What you have to do =>
Rewrite the stretch from the line containing "mark the doll's leg | one pin per instance." through the end of the entries, replacing "one pin per instance" with "one point per instance" and leaving everything else unchanged. Give back only that stretch.

= = = = =

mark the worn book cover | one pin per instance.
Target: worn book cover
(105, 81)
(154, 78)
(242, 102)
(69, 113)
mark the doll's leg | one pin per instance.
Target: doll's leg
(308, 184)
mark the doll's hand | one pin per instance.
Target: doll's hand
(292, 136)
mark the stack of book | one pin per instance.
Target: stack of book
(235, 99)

= = = = =

Full answer =>
mark the doll's leg | one point per instance.
Target: doll's leg
(308, 184)
mark the doll's hand | one point per instance.
Target: doll's hand
(292, 136)
mark the stack of book | one point per instance.
Target: stack of book
(235, 99)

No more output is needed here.